Pointing data:
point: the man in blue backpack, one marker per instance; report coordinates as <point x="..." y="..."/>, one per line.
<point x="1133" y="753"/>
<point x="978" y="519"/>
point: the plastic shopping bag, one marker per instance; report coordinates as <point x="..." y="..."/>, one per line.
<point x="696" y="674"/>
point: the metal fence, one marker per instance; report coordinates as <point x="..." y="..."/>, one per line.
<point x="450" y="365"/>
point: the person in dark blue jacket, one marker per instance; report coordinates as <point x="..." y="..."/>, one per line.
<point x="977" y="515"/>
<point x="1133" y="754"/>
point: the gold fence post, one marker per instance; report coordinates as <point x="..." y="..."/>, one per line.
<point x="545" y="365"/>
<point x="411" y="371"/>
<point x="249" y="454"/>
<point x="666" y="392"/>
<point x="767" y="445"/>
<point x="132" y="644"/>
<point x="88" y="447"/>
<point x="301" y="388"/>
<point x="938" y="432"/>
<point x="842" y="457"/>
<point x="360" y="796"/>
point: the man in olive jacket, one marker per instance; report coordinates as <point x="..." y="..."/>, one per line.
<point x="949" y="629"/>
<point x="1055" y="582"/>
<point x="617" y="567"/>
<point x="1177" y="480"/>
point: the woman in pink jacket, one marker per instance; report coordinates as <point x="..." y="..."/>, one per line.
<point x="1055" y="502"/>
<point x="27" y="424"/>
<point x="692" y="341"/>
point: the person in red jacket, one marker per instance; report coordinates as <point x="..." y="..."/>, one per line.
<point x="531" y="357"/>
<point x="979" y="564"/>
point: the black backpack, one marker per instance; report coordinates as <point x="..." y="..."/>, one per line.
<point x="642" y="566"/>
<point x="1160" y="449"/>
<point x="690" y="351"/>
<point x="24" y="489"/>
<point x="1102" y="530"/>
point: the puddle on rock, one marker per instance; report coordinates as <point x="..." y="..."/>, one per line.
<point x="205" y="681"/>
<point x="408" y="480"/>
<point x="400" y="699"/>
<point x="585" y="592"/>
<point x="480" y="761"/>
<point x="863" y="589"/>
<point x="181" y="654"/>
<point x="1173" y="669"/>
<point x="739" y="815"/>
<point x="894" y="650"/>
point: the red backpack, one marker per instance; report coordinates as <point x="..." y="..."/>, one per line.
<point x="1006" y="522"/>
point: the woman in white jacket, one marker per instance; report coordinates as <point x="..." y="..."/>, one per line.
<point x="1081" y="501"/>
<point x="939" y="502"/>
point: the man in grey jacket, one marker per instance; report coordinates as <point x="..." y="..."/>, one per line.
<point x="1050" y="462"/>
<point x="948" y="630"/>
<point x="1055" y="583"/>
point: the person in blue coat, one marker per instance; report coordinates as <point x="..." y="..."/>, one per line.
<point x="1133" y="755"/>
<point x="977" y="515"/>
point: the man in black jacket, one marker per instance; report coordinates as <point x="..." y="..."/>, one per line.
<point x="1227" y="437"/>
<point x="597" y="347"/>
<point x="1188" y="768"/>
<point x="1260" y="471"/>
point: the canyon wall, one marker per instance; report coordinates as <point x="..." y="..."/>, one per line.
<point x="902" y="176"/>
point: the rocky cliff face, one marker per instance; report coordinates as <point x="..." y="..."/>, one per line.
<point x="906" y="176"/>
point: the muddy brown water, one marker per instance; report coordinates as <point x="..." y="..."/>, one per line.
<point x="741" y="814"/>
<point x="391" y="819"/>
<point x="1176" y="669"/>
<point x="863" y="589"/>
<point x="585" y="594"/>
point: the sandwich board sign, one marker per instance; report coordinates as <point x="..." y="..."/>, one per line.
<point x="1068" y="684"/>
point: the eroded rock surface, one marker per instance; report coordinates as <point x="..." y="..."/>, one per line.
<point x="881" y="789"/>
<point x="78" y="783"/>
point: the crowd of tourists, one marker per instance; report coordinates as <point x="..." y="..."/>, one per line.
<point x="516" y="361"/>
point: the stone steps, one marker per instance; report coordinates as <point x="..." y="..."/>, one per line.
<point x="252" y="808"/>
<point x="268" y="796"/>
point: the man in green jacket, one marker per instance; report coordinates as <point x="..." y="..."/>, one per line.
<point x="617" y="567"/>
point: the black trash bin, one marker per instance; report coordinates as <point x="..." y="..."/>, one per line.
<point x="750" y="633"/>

Goal of the exercise
Transcribe everything from the line containing "point: the muddy" down to the end of the data above, reproducing each line without alteration.

Task answer
point: the muddy brown water, one marker per instance; report coordinates as <point x="..." y="..."/>, one per line.
<point x="741" y="814"/>
<point x="391" y="819"/>
<point x="1176" y="669"/>
<point x="863" y="589"/>
<point x="585" y="594"/>
point: the sandwich board sign, one marker per instance; report coordinates as <point x="..." y="..."/>, one per line.
<point x="1068" y="684"/>
point: the eroded rock surface, one marker per instance; report coordinates as <point x="..." y="..."/>, one per line.
<point x="881" y="789"/>
<point x="78" y="783"/>
point: the crowd of tourists, one marker per instance; report coordinates as <point x="..." y="..."/>, one per line.
<point x="516" y="361"/>
point: the stone steps, one marker per instance; report coordinates as <point x="..." y="..."/>, one per line.
<point x="252" y="808"/>
<point x="268" y="796"/>
point: the man in green jacket, one marker per instance; report coordinates as <point x="..." y="..."/>, one per line.
<point x="617" y="567"/>
point: the black trash bin, one marker per instance; report coordinates as <point x="..." y="..."/>, one per line.
<point x="750" y="633"/>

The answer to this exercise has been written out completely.